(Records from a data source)
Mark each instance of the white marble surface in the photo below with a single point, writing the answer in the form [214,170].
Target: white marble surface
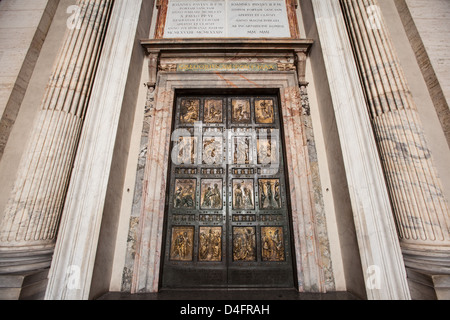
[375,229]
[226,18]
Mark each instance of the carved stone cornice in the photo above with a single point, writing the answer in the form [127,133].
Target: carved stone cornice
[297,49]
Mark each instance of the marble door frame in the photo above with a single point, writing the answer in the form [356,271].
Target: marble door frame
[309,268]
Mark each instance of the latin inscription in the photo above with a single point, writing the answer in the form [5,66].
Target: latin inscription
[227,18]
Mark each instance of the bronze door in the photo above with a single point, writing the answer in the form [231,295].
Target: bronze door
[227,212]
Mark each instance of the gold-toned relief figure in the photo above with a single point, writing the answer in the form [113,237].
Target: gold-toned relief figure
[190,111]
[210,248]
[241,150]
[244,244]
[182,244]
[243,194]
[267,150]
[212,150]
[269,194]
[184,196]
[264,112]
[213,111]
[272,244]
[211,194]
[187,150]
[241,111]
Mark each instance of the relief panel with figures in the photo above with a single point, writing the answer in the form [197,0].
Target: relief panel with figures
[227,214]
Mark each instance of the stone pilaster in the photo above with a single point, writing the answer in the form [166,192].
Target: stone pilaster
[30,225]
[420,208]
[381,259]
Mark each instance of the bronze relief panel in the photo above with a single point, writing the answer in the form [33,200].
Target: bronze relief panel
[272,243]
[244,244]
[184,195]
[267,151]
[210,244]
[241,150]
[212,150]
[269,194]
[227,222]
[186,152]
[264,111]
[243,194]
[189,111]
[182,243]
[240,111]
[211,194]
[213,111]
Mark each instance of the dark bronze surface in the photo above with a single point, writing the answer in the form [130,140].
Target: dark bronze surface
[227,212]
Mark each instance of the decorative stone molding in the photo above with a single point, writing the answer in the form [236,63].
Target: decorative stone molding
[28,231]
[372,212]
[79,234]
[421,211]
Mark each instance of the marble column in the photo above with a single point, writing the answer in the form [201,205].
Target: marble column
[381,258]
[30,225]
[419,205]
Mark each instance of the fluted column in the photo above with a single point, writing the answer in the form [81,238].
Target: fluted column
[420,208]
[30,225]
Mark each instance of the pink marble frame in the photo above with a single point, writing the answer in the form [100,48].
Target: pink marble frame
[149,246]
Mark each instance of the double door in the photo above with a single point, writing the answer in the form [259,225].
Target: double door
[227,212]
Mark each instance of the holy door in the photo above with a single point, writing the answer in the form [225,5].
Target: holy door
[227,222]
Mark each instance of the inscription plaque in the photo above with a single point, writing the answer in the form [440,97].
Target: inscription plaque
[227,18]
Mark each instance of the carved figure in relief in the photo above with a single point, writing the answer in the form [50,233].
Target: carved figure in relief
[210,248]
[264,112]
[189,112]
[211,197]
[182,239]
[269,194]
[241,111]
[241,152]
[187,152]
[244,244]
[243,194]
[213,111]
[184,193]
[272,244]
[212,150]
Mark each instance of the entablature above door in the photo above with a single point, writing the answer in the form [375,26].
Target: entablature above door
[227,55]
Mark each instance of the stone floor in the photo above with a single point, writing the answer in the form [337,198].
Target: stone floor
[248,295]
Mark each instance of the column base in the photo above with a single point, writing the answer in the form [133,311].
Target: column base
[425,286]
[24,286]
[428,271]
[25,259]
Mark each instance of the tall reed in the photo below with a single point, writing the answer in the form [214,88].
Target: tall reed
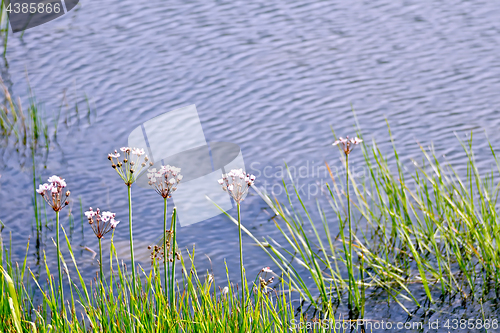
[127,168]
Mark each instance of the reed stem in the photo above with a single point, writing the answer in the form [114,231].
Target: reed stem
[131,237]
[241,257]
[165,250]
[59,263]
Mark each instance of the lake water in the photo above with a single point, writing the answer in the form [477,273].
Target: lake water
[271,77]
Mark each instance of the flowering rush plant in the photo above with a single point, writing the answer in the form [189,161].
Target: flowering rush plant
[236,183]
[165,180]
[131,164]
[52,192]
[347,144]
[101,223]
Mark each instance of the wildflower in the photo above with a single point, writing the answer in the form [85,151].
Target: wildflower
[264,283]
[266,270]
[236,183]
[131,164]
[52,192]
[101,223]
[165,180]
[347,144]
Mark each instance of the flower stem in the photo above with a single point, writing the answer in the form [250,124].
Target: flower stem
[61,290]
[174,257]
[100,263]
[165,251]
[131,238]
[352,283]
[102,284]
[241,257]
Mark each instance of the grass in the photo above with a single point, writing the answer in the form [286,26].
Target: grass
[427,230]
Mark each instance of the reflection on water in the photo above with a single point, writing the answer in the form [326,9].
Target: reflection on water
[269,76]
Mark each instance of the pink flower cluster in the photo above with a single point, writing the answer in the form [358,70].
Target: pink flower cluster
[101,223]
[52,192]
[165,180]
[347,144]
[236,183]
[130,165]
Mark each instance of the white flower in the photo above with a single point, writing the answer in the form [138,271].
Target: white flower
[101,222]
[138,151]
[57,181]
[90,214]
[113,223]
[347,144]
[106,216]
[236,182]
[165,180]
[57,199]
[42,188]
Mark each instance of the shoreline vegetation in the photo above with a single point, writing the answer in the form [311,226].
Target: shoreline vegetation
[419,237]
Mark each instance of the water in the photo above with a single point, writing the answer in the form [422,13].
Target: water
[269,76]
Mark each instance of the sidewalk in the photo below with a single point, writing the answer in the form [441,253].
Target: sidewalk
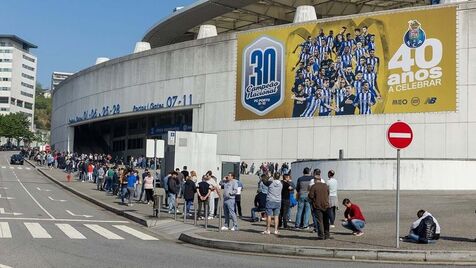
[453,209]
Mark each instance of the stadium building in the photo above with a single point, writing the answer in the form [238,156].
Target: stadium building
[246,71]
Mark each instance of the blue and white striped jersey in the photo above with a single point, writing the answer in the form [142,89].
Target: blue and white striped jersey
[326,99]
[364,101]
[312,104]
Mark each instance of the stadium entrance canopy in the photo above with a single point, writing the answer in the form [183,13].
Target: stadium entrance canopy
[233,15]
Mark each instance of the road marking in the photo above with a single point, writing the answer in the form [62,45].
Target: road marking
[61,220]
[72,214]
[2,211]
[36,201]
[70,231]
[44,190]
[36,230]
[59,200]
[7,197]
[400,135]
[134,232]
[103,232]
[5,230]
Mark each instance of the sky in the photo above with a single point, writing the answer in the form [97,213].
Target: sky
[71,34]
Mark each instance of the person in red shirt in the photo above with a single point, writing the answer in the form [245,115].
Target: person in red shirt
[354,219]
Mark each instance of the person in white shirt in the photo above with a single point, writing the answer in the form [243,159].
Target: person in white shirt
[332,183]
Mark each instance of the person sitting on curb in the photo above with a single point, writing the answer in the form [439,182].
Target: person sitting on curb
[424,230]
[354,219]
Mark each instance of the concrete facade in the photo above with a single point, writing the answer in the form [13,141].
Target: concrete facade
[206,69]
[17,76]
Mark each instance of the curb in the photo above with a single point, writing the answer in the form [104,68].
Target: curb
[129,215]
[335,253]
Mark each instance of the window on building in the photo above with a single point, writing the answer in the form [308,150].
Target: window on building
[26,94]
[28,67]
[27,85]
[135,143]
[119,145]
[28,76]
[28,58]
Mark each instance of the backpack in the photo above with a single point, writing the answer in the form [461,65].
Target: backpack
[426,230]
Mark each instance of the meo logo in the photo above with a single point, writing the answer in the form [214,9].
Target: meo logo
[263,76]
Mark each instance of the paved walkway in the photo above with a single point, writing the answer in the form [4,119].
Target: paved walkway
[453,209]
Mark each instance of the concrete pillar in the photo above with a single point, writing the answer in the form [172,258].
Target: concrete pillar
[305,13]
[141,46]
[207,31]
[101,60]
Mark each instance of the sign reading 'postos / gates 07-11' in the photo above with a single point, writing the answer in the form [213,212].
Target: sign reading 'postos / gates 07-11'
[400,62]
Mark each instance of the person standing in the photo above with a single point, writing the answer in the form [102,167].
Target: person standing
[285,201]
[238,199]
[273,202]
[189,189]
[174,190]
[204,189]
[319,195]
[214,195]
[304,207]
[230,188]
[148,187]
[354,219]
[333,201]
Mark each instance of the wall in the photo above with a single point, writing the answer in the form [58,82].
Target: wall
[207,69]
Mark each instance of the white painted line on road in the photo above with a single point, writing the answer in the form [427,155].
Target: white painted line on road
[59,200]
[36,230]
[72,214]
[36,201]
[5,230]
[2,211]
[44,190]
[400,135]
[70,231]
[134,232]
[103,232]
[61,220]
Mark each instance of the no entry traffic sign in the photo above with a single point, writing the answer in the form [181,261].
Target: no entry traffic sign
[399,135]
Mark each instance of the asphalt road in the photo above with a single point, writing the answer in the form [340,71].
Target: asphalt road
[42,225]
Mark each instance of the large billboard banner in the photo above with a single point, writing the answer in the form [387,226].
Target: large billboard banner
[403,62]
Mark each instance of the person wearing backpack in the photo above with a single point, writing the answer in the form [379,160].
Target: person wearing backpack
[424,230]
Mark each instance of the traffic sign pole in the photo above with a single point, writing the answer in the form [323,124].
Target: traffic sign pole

--

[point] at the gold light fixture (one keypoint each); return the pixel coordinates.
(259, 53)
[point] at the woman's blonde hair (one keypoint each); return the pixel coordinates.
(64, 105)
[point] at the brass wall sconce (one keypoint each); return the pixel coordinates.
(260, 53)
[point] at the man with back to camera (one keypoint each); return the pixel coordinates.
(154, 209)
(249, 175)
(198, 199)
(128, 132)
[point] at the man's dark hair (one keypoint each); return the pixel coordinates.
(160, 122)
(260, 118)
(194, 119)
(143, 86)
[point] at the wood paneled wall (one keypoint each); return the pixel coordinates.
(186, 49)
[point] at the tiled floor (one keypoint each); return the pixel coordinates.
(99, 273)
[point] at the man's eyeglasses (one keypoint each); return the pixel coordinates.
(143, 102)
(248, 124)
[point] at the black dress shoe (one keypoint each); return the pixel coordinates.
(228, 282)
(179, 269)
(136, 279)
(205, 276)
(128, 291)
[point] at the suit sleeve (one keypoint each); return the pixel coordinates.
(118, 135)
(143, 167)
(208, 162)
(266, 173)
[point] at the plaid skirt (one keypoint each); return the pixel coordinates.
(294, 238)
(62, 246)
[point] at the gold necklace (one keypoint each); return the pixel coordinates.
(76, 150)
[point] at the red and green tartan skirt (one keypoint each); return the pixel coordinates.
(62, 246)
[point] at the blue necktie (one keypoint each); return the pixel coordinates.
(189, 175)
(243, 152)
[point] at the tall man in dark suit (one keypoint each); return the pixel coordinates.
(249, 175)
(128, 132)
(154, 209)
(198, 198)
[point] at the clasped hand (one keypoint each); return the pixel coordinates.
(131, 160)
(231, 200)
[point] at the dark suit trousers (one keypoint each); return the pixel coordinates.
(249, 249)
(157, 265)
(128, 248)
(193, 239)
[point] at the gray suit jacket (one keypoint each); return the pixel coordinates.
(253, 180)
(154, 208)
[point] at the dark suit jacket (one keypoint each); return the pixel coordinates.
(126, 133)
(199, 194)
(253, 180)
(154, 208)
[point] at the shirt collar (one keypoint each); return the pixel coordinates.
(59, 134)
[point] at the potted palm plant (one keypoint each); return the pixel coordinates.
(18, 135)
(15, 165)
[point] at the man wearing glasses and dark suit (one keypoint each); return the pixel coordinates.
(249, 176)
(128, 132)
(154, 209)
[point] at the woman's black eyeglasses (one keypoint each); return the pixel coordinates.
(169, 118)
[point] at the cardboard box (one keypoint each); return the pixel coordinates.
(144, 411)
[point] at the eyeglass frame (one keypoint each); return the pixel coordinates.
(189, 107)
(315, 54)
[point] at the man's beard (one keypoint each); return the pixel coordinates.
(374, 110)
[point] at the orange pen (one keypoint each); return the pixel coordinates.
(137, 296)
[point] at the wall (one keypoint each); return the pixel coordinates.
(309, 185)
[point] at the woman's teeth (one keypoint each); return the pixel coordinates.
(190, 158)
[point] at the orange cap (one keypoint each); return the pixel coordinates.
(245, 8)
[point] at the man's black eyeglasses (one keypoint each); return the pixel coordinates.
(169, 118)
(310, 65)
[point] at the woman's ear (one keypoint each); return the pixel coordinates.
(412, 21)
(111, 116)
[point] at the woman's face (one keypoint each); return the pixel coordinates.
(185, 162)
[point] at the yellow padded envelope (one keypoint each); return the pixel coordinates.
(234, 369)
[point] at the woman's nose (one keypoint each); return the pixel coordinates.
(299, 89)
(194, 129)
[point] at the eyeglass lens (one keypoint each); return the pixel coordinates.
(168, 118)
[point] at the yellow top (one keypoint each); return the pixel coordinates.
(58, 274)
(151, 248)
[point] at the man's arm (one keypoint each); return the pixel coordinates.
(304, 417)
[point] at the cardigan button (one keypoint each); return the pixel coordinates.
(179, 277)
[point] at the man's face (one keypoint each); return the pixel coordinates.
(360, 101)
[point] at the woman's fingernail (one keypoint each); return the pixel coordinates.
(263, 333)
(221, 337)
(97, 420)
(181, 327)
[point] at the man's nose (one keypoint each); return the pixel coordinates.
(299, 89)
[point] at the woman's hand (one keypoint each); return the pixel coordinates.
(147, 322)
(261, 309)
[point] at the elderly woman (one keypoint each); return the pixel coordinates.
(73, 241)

| Task to carry out |
Write out every line of the data that holds the word "below".

| Result |
Mark each instance of the white marble surface in the photo below with a single point, writing the answer in the form [214,170].
Mark each instance of the tall reed in the photo below with a single point, writing the answer in the form [214,88].
Mark each instance of the sidewalk in the photo below with a single point, writing the answer in the form [441,253].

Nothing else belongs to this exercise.